▶ Task objective:
Pictures do not belong in the copy. Return all of the entries exactly.

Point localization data
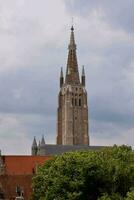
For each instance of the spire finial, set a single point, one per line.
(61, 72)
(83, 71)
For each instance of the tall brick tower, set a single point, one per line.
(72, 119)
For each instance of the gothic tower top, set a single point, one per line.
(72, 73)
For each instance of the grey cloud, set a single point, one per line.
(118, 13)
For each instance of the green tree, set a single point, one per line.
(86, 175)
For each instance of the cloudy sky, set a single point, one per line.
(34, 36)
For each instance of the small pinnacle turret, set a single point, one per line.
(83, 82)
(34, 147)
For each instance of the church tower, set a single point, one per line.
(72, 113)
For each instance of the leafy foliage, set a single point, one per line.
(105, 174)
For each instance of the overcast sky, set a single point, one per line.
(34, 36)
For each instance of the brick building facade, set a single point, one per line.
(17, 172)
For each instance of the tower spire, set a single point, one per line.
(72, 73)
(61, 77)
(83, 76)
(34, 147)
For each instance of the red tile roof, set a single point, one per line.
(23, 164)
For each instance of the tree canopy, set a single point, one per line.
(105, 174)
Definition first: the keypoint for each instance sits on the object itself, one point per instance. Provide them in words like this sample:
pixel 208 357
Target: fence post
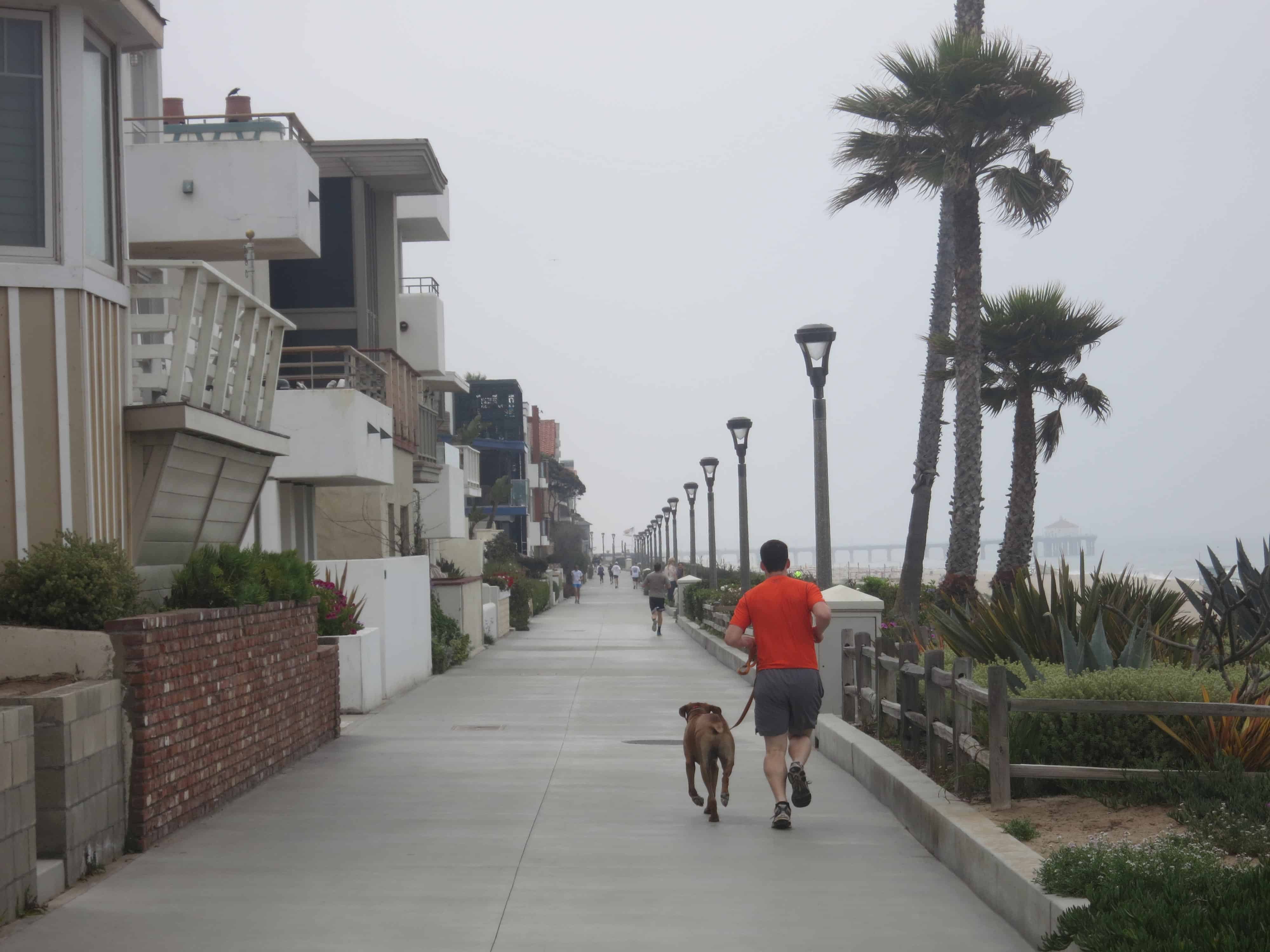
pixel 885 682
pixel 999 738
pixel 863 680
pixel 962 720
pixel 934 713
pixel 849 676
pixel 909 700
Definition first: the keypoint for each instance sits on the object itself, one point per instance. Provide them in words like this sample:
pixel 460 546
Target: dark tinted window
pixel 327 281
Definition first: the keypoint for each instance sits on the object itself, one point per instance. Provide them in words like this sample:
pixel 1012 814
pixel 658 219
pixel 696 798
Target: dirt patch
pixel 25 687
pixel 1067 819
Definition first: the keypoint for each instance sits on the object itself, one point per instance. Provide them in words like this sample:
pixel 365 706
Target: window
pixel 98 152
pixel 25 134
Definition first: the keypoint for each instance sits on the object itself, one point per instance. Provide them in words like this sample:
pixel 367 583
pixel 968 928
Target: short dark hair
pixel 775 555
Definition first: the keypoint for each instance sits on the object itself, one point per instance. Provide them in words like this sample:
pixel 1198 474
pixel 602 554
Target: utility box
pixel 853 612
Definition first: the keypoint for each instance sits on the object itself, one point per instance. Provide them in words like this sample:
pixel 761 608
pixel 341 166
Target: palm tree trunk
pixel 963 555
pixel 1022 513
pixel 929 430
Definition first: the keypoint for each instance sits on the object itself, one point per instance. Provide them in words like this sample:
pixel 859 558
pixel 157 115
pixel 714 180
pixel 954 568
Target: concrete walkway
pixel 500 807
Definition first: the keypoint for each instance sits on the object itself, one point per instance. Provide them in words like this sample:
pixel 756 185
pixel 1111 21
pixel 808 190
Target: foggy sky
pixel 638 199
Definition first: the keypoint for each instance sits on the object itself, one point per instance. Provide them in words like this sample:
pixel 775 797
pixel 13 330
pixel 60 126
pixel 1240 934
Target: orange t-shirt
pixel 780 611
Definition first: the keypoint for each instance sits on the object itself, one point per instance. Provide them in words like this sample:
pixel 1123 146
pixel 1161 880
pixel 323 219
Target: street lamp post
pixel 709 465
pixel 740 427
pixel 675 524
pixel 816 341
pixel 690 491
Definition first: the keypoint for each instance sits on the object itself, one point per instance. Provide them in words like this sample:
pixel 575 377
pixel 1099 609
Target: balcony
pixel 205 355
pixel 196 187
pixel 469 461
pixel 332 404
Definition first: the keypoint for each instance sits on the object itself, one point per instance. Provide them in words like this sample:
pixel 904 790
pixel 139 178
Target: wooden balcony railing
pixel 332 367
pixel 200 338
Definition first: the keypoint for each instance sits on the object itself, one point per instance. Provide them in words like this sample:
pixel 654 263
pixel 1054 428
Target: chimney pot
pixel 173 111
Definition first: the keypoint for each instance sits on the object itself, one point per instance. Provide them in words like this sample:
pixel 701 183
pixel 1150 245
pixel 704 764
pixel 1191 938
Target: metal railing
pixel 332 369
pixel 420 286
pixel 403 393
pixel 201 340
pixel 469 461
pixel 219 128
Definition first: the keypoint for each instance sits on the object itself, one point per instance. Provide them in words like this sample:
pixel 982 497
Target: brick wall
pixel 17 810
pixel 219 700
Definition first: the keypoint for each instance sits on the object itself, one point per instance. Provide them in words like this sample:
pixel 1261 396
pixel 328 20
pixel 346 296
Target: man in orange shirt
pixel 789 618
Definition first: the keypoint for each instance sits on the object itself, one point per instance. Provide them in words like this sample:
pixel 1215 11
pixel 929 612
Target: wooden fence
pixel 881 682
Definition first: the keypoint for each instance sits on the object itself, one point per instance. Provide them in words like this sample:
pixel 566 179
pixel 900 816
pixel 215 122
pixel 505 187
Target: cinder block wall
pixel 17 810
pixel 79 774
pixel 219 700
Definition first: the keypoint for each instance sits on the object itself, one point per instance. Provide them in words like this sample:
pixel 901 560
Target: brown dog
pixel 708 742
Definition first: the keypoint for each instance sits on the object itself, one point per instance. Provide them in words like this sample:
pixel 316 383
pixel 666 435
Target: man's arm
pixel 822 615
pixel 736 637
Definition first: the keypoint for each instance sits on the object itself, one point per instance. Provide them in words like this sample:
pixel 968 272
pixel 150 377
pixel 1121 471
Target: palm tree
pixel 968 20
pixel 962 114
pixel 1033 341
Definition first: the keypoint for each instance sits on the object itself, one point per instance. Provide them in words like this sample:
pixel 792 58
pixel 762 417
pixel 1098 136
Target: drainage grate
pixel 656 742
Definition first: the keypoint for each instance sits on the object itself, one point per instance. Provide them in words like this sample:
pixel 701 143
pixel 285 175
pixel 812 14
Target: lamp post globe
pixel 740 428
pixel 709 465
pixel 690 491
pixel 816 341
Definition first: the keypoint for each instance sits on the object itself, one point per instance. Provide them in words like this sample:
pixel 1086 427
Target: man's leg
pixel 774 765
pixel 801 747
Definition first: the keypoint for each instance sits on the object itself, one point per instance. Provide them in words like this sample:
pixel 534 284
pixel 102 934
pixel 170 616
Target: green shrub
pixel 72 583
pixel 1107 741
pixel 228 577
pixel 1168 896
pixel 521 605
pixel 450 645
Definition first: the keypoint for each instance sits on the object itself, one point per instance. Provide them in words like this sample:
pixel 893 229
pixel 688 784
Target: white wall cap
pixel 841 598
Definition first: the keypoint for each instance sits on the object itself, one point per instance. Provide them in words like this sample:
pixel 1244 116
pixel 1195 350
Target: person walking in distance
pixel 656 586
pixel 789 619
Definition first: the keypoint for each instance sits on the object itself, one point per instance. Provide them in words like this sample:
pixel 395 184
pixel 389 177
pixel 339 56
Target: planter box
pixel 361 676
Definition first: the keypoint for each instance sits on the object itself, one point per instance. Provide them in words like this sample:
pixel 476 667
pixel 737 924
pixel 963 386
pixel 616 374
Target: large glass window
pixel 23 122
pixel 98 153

▶ Solution to this task:
For each instance of the spire finial, set a single point, one per line.
(61, 72)
(83, 71)
For each instance of the tall brick tower, set a single point, one per line.
(72, 119)
For each instance of the gothic tower top, set a single point, one per line.
(72, 73)
For each instance of the grey cloud, set a single point, one per line.
(118, 13)
For each instance of the green tree, set a single point, one per line.
(86, 175)
For each instance of the cloudy sky, set a single point, one per line.
(34, 36)
For each instance of the small pinnacle turret, set a single point, one per line.
(83, 82)
(34, 147)
For each instance of the church tower, set a single point, one per line.
(72, 113)
For each instance of the leafy foliage, set a single point, one per line.
(105, 174)
For each instance of the overcast sky, set a single point, one per line.
(34, 36)
For each instance of the brick building facade, set a single point, one per line.
(17, 172)
For each instance of the tower spire, set a single point, one per line.
(72, 73)
(61, 77)
(83, 76)
(34, 147)
For each instance of the red tile roof, set a single point, one per line.
(23, 164)
For each instance of the tree canopy, set a single point, one per line.
(105, 174)
Definition first: the keypoint for each instance sits on the object itself, one point per instance. Provide them in words like this sample:
pixel 208 357
Target: fence post
pixel 885 682
pixel 999 738
pixel 863 680
pixel 962 720
pixel 934 713
pixel 849 676
pixel 909 700
Definition first: the keypoint for each instance sits on the object itself, one point per instance. Provide them in words like this sample:
pixel 460 546
Target: dark tinted window
pixel 327 281
Definition first: the keypoint for each instance sits on the object itself, one point per instance. Provide them in words like this sample:
pixel 1012 814
pixel 658 219
pixel 696 798
Target: dirt patch
pixel 25 687
pixel 1067 819
Definition first: the keypoint for each instance sits on the object itself, one point per instance. Provide them in words like this sample:
pixel 365 706
Target: window
pixel 98 152
pixel 25 134
Definition first: the keypoint for each instance sits on the object itself, one point per instance. Provide them in words like this sample:
pixel 367 583
pixel 968 928
Target: short dark hair
pixel 775 555
Definition first: the keypoint for each instance sits on the object itself, one point per instance. Provide them in words like this sample:
pixel 1198 474
pixel 602 554
Target: utility box
pixel 853 612
Definition first: the keypoint for each instance sits on the object itself, one point per instance. Provide them in words like this sample:
pixel 761 608
pixel 341 166
Target: palm tree trunk
pixel 963 555
pixel 1022 513
pixel 929 430
Definition first: the keypoint for each instance sits on the object itself, one point per instance. Provide them in words like this sample:
pixel 859 558
pixel 157 115
pixel 714 180
pixel 954 568
Target: concrete walkway
pixel 500 807
Definition first: the keypoint for each instance sits on the object itself, one point per instance. Provide them in words like this sample:
pixel 756 185
pixel 1111 21
pixel 808 190
Target: foggy sky
pixel 638 199
Definition first: the keypoint for each instance sits on the object itself, one point per instance. Provide them in words like this sample:
pixel 775 797
pixel 13 330
pixel 60 126
pixel 1240 934
Target: orange t-shirt
pixel 780 611
Definition first: the keypoint for each instance sits on the object itself, one point per instance. Provide them in words like this sample:
pixel 1123 146
pixel 1161 880
pixel 323 219
Target: street lamp post
pixel 709 465
pixel 740 427
pixel 675 524
pixel 816 341
pixel 690 491
Definition first: the keypoint for each instance sits on the object itself, one point per instance. Provide them in words like this sample:
pixel 575 377
pixel 1099 609
Target: balcony
pixel 205 355
pixel 196 187
pixel 469 461
pixel 332 404
Definition first: the keypoint for each instance sits on the object itself, one point per instance. Provide them in words like this sample:
pixel 904 790
pixel 139 178
Target: wooden balcony railing
pixel 332 367
pixel 200 338
Definition first: the keypoint for each instance sits on the object itself, one point per instance. Provide them in words like this sample:
pixel 654 263
pixel 1054 428
Target: chimney pot
pixel 173 111
Definition first: the keypoint for each instance sits on the object itself, one point per instance. Provide them in words like this sample:
pixel 701 183
pixel 1150 245
pixel 704 764
pixel 1191 938
Target: metal railing
pixel 332 369
pixel 420 286
pixel 403 393
pixel 201 340
pixel 469 461
pixel 219 128
Definition first: the keypoint for each instance sits on the object itself, one point per instance. Provide them in words like this sample:
pixel 982 497
Target: brick wall
pixel 17 810
pixel 219 700
Definition first: the keypoint for each instance sits on the object itself, one point per instance. Provide them in words like this sample:
pixel 1261 396
pixel 328 20
pixel 346 296
Target: man in orange shirt
pixel 789 618
Definition first: the keypoint for each instance sits on the object itself, one point per instance. Provide them in words like this sample:
pixel 1215 11
pixel 929 612
Target: wooden fence
pixel 881 682
Definition first: the keypoint for each instance sits on the object itself, one point per instance. Provide them in words like this sample:
pixel 566 179
pixel 900 816
pixel 215 122
pixel 505 187
Target: cinder block wall
pixel 17 810
pixel 79 774
pixel 219 700
Definition first: the keypoint for each instance sits on the object itself, one point per instance. Provide them in words like this sample:
pixel 901 560
Target: brown dog
pixel 708 742
Definition first: the keypoint for each instance sits on the object itself, one point per instance. Provide them in words like this sample:
pixel 316 383
pixel 666 435
Target: man's arm
pixel 822 615
pixel 736 637
Definition first: the keypoint for each instance sits on the object itself, one point per instance. Provide them in words like this sample:
pixel 968 272
pixel 150 377
pixel 1121 471
Target: palm tree
pixel 968 20
pixel 962 114
pixel 1033 341
Definition first: the keypoint for each instance sits on the object itself, one point per instance. Provide them in words like this sample:
pixel 792 58
pixel 762 417
pixel 1098 136
Target: drainage grate
pixel 656 742
Definition first: the keypoint for each instance sits on the object itself, one point per instance. Provide them in words like this sample:
pixel 701 143
pixel 285 175
pixel 812 14
Target: lamp post globe
pixel 740 428
pixel 709 465
pixel 690 491
pixel 816 341
Definition first: the keypoint for each instance sits on the object itself, one point per instance. Provide them in words like this sample:
pixel 1086 427
Target: man's leg
pixel 774 765
pixel 801 747
Definition first: the keypoint for each instance sits on the object itself, one point per instance. Provide them in words like this sample:
pixel 534 284
pixel 102 934
pixel 170 616
Target: green shrub
pixel 72 583
pixel 1107 741
pixel 228 577
pixel 1168 896
pixel 521 605
pixel 450 645
Definition first: the keypoint for each instance sits on the object itself, one point per instance. Provide them in words like this sample:
pixel 893 229
pixel 688 784
Target: white wall cap
pixel 841 598
Definition first: the keypoint for each instance sits on the object itself, one point per instance. Provide them in words like this sample:
pixel 1244 116
pixel 1195 350
Target: person walking in distance
pixel 656 586
pixel 789 619
Definition first: the keypoint for each instance sits on the object itself, one point per instance. Provide them in words like this sample:
pixel 395 184
pixel 389 177
pixel 339 56
Target: planter box
pixel 361 676
Definition first: the keypoint for each instance sits on the object itself, one point per instance. Provide them in words like this sample:
pixel 476 667
pixel 737 924
pixel 963 386
pixel 616 374
Target: large glass window
pixel 23 122
pixel 98 153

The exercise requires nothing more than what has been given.